Convert the material into a Markdown table with the columns "Row" and "Line", giving each nonblank line its own numbered row.

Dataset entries
___
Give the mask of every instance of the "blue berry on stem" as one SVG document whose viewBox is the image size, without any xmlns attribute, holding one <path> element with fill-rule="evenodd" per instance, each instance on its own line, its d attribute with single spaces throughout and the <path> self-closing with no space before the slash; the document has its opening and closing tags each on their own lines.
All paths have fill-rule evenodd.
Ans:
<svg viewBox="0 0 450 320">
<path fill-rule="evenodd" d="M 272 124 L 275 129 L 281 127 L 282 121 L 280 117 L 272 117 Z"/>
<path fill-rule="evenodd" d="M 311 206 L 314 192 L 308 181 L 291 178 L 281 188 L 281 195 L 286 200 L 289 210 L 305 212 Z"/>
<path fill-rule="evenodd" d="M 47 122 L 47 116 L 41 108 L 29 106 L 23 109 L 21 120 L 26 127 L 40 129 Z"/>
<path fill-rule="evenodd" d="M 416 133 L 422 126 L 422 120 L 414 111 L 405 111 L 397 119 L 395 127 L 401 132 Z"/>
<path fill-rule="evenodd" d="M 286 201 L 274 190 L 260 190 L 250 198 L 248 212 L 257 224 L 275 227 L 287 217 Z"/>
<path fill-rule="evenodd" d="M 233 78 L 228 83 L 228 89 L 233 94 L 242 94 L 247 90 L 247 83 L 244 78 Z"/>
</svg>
___
Task response
| Row | Line |
|---|---|
| 1 | Give the mask of every instance of the "blue berry on stem" as one SVG document whose viewBox is the image size, without any xmlns attribute, holding one <path> element with fill-rule="evenodd" per instance, each instance on its own line, its d attribute with single spaces throughout and the <path> self-closing with no space before the slash; the document has its opening and closing tags each on their own lines. |
| 2 | All paths have fill-rule evenodd. |
| 3 | Ans: |
| 4 | <svg viewBox="0 0 450 320"> |
| 5 | <path fill-rule="evenodd" d="M 272 124 L 275 129 L 281 127 L 282 121 L 280 117 L 272 117 Z"/> |
| 6 | <path fill-rule="evenodd" d="M 311 206 L 314 192 L 308 181 L 291 178 L 281 188 L 281 195 L 286 200 L 289 210 L 305 212 Z"/> |
| 7 | <path fill-rule="evenodd" d="M 47 122 L 47 116 L 41 108 L 29 106 L 23 109 L 21 120 L 26 127 L 40 129 Z"/> |
| 8 | <path fill-rule="evenodd" d="M 416 133 L 422 126 L 422 120 L 414 111 L 405 111 L 397 119 L 395 127 L 401 132 Z"/> |
| 9 | <path fill-rule="evenodd" d="M 286 201 L 274 190 L 260 190 L 250 198 L 248 212 L 257 224 L 275 227 L 287 217 Z"/> |
| 10 | <path fill-rule="evenodd" d="M 233 78 L 228 83 L 228 89 L 233 94 L 242 94 L 247 90 L 247 83 L 244 78 Z"/> |
| 11 | </svg> |